== Prompt 1 ==
Reproduce the part of the passage on family breakfasts that opens with the words containing "Breakfast, especially breakfast" and closes with "bowl of oatmeal.", word for word.
== Prompt 2 ==
In the passage on family breakfasts, for how long has the writer been making images of breakfast tables at home?
Begin Source passage
A couple of weeks ago in the NY Times Magazine’s Food Issue there was an article featuring beautiful images of children’s breakfast tables from around the world. As you may or may not be aware, for the last 10 months I – along with the editor-in-chief (and mother of two) from Smart Eating for Kids – have been doing the same thing in my home. Daily. And while our images do not compare to the beautifully composed and perfectly lit pictures of Rise and Shine, they have one distinct advantage: they are real.
Breakfast, especially breakfast with kids – especially in a house with two working parents and school schedules that necessitate getting out the door at a certain time – is messy and can be unpredictable. We have a general schedule that we try to stick to each morning, but even maintaining a routine is more of an art than a science. And as often as our table is “formally” set – with homemade pancakes and fruit salad, or yogurt with a selection of toppings – it is equally often covered with papers or in-progress art that is pushed aside to make room for a bowl of oatmeal.
I have come across a number of different websites and blog lately that present, what seems to me, a glossy and perfected facade of real life: endless images of their chic downtown neighborhood, dustless and perfectly styled apartment, the rain splashing on the fire escape railing, or their impeccably dressed children standing in front of iconic world landmarks. Ultimately, I view these blogs with skepticism: it feels like they are sharing only the best parts of their life, not their real life. To be fair, that might be their real life, and my feelings may only stem from envy that I don’t have impeccably dressed children standing in front of iconic world landmarks or a dustless home, but I would be no less interested in what those bloggers had to say if their kids occasionally had dried food on their faces. In fact, I might feel a little more kinship.
End Source passage
Begin Data provided
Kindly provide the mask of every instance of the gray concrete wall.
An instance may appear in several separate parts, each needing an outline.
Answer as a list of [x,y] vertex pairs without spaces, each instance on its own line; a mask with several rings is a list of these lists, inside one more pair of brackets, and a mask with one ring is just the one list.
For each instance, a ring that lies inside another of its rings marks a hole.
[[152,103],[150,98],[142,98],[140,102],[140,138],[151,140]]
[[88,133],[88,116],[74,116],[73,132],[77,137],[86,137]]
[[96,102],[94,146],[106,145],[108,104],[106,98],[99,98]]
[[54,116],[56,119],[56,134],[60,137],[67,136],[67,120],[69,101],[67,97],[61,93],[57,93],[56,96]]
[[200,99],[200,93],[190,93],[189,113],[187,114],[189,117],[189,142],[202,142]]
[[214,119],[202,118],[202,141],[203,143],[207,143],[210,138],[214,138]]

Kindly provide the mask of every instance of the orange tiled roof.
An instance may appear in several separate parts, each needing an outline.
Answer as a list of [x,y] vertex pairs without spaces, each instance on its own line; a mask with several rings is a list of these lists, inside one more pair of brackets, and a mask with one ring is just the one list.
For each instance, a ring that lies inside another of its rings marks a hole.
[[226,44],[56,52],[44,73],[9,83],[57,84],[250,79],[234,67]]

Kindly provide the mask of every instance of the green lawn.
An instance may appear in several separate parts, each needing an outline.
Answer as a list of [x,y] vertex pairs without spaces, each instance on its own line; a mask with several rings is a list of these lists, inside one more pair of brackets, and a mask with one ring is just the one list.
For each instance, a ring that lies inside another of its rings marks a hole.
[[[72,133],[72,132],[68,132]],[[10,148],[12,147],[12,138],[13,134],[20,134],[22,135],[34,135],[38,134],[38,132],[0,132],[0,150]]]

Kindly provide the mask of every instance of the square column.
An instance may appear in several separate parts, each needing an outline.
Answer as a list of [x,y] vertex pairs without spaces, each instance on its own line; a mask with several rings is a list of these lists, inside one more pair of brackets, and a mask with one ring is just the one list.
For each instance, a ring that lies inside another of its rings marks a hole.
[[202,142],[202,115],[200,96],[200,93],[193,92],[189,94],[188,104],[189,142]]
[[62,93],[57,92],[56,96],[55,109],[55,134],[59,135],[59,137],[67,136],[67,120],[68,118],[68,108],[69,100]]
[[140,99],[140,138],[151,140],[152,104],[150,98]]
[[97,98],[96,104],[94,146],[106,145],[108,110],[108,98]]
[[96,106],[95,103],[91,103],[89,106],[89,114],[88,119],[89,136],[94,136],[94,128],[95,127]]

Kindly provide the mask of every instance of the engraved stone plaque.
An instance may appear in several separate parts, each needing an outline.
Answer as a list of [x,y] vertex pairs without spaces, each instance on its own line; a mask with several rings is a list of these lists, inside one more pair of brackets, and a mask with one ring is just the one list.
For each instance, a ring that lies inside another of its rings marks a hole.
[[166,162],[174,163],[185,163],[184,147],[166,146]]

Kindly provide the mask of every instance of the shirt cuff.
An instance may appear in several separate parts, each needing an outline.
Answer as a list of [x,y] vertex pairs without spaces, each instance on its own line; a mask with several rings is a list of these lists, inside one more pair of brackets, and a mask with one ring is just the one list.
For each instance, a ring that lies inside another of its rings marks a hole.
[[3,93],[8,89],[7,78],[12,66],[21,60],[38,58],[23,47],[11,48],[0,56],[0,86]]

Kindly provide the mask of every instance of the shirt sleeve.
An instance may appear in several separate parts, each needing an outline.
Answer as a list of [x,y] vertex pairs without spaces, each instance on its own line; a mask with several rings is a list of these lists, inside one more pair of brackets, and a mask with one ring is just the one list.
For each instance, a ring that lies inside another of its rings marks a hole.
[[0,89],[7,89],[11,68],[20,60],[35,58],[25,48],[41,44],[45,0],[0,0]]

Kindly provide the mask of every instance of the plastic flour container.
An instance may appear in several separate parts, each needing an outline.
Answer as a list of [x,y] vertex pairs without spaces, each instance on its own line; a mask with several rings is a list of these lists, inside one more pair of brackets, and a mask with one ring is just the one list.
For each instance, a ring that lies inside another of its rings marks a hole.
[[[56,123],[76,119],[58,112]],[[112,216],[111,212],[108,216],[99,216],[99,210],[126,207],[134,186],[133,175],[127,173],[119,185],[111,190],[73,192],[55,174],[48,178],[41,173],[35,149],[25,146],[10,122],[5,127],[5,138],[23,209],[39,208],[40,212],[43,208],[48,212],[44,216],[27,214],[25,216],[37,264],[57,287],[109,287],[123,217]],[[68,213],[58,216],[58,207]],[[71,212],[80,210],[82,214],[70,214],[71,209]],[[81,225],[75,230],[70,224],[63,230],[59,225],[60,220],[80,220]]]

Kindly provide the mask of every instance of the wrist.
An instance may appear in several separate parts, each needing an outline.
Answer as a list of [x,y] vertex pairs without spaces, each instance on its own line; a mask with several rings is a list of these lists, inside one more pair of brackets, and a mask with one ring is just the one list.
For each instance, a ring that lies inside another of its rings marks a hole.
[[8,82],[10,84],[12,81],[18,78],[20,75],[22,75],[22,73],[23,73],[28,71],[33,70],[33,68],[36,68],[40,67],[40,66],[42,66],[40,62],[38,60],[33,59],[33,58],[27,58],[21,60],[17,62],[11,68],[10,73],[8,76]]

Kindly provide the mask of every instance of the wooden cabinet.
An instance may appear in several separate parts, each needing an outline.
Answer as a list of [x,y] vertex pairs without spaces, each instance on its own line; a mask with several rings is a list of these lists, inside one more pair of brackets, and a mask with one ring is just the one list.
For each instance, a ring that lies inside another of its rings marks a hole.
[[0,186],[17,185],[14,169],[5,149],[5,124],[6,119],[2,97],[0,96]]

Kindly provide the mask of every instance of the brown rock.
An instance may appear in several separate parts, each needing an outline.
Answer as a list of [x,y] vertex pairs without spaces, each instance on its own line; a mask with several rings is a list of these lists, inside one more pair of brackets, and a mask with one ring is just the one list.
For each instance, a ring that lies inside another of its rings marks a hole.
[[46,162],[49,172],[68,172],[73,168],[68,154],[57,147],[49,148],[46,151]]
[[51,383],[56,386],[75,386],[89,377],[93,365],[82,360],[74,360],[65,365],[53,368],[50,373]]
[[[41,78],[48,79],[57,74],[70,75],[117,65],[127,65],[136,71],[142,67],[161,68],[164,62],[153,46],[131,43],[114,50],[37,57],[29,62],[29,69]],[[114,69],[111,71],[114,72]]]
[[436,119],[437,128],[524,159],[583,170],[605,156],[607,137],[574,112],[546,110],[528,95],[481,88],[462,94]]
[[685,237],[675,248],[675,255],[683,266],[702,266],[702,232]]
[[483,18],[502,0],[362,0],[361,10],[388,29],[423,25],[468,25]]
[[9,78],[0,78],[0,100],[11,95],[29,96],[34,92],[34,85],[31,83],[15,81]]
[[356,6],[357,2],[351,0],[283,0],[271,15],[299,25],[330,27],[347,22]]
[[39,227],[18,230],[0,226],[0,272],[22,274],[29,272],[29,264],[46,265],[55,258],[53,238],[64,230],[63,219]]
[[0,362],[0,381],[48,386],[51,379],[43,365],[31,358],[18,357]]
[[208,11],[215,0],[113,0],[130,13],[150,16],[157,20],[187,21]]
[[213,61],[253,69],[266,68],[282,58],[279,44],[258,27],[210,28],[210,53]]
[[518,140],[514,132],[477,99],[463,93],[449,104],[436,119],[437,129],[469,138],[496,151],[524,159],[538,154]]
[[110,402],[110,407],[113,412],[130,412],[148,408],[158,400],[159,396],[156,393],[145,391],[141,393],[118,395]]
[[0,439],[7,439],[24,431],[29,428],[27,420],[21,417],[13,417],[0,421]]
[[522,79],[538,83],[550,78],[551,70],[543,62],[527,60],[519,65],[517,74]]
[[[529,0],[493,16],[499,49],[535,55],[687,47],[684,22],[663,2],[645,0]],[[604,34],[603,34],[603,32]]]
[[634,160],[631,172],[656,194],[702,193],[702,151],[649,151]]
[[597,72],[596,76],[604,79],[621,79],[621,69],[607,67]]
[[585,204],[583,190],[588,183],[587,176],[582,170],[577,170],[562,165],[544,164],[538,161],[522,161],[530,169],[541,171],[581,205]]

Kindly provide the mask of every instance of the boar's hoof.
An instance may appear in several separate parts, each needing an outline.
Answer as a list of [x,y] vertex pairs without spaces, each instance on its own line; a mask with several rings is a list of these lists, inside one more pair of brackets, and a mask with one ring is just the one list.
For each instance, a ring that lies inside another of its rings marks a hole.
End Data provided
== Output 1 ==
Breakfast, especially breakfast with kids – especially in a house with two working parents and school schedules that necessitate getting out the door at a certain time – is messy and can be unpredictable. We have a general schedule that we try to stick to each morning, but even maintaining a routine is more of an art than a science. And as often as our table is “formally” set – with homemade pancakes and fruit salad, or yogurt with a selection of toppings – it is equally often covered with papers or in-progress art that is pushed aside to make room for a bowl of oatmeal.

== Output 2 ==
For the last 10 months.